* start *

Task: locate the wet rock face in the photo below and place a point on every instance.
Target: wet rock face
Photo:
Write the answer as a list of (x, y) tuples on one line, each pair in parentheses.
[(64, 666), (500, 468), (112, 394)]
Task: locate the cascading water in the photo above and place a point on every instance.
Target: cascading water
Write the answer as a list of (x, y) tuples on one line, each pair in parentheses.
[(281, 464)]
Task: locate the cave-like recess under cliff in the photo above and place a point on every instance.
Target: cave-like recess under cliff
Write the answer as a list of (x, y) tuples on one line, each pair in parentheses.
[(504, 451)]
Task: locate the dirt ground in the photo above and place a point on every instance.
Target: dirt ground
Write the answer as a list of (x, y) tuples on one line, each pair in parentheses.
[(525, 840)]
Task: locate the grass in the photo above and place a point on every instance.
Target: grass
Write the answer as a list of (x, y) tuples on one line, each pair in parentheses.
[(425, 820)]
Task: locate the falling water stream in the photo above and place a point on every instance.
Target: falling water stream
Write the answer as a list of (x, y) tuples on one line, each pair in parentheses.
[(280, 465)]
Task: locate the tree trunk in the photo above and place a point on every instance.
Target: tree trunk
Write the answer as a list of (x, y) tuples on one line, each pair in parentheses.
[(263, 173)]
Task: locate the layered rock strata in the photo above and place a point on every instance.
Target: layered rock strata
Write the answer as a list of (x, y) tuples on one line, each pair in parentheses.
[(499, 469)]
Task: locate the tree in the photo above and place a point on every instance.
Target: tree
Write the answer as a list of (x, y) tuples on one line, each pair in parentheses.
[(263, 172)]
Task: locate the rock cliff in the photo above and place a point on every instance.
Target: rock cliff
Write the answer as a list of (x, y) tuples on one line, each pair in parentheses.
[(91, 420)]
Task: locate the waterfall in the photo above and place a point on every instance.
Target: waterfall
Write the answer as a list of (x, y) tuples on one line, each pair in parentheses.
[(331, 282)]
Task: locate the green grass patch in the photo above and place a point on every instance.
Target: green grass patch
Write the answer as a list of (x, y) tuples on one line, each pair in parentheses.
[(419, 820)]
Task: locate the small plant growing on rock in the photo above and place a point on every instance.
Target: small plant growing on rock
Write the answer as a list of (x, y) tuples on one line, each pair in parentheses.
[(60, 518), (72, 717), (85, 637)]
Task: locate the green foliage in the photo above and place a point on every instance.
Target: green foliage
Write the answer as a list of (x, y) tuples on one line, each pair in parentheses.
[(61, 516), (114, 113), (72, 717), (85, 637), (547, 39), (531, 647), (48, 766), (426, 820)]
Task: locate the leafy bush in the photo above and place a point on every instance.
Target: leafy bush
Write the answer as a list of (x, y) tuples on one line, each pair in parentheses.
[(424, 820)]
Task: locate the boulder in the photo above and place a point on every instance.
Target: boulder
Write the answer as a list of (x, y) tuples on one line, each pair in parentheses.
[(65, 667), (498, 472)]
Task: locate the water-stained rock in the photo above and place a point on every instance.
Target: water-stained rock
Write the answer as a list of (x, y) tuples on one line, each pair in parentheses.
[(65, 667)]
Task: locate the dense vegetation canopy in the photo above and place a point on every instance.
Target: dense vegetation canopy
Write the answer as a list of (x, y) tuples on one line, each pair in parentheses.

* end *

* [INSTRUCTIONS FOR THE TASK]
Copy out every line of the material above word for word, in its original order and with its punctuation unchanged.

* [RESULT]
Task: locate the wet rock face in the photo below and place a point on every instance.
Target: wet rock face
Photo:
Write the answer as a list of (x, y) tuples on one line, each pair in parentheses.
[(64, 666), (500, 468), (112, 394)]
Task: locate the cascading water in the photo above and place a point on every instance.
Target: cascading water
Write the answer as a list of (x, y) tuples on one line, each pair in parentheses.
[(281, 464)]
Task: locate the cave-like recess under cliff in the photo above and place a point on every instance.
Target: cave-like recess under cliff
Write the answer as a list of (x, y) tuples on one line, each pair in parentheses.
[(504, 451)]
Task: locate the dirt ground in the photo above and place a point on every instance.
Target: dirt ground
Write the answer as a list of (x, y) tuples on one line, each pair in parentheses.
[(525, 840)]
Task: locate the grass in the photo above and place a point on every instance.
Target: grass
Write the answer as a list of (x, y) tuples on one line, each pair in parentheses.
[(425, 820)]
Task: locate the falling water stream in the photo above and place a point on every instance.
Target: falling water stream
Write the answer as a list of (x, y) tuples on one line, each pair in parentheses.
[(280, 465)]
Task: locate the tree trunk in the photo above and place a point on every instance.
Target: tree trunk
Write the answer as a list of (x, y) tuples on one line, each pair in parentheses.
[(263, 173)]
Task: locate the layered rock strata in the photo above and place a point on every instance.
Target: layered rock strata
Write the answer as a list of (x, y) tuples on one line, each pair in parentheses.
[(499, 469)]
Task: locate the tree in the photo above and place a point on every instance.
Target: tree
Write the answer as a list of (x, y) tuples on one line, each pair in parentheses.
[(263, 172)]
Task: locate the rock cliff in the photo above and place a point on every instance.
Target: rock cliff
Write the answer as a list of (x, y) tuples on one line, each pair in parentheses.
[(91, 420)]
Task: locate the waterfall in the photo above and place a point on every instance.
Target: waterfall
Write the answer as a list of (x, y) tuples on one line, each pair in parentheses.
[(331, 282)]
Task: locate the green grass patch in the photo above and place a point on every instance.
Target: green grass patch
Write the answer as a list of (x, y) tuples on one line, each pair in parentheses.
[(419, 820)]
Task: locate the small plant growing on rock in the photo above and place a point on every instance.
Target: small plant growing on rock
Write the answer as a list of (x, y) tuples on one line, each pair in parentheses.
[(60, 518), (72, 717), (85, 637)]
Task: locate the green foliage in the photo above and place a point on every instance.
Target: green foliage
Write the answer as a list of (x, y) tuples on one line, each pair in parentheses.
[(61, 516), (114, 113), (72, 717), (85, 637), (547, 39), (531, 647), (48, 766), (426, 820)]
Task: locate the leafy bush in the photo above and place a point on every instance.
Target: leafy bush
Write the answer as a list of (x, y) tuples on one line, each pair in parentheses.
[(424, 820)]
Task: locate the boulder in the photo above and place a point on every instance.
Target: boulder
Write the answer as a list of (x, y) tuples on one line, each pair in parentheses.
[(65, 667), (498, 472)]
Task: locate the water-stained rock in the photo above and place a point on every instance.
Target: water-stained rock
Write the answer as a list of (x, y) tuples on one line, each pair in parentheses.
[(65, 667)]
Task: locate the dense vegetation canopy in the photo above and place a point on every instance.
Target: dense vegetation canopy
Write the answer as a list of (x, y) tuples on one line, each pair in parentheses.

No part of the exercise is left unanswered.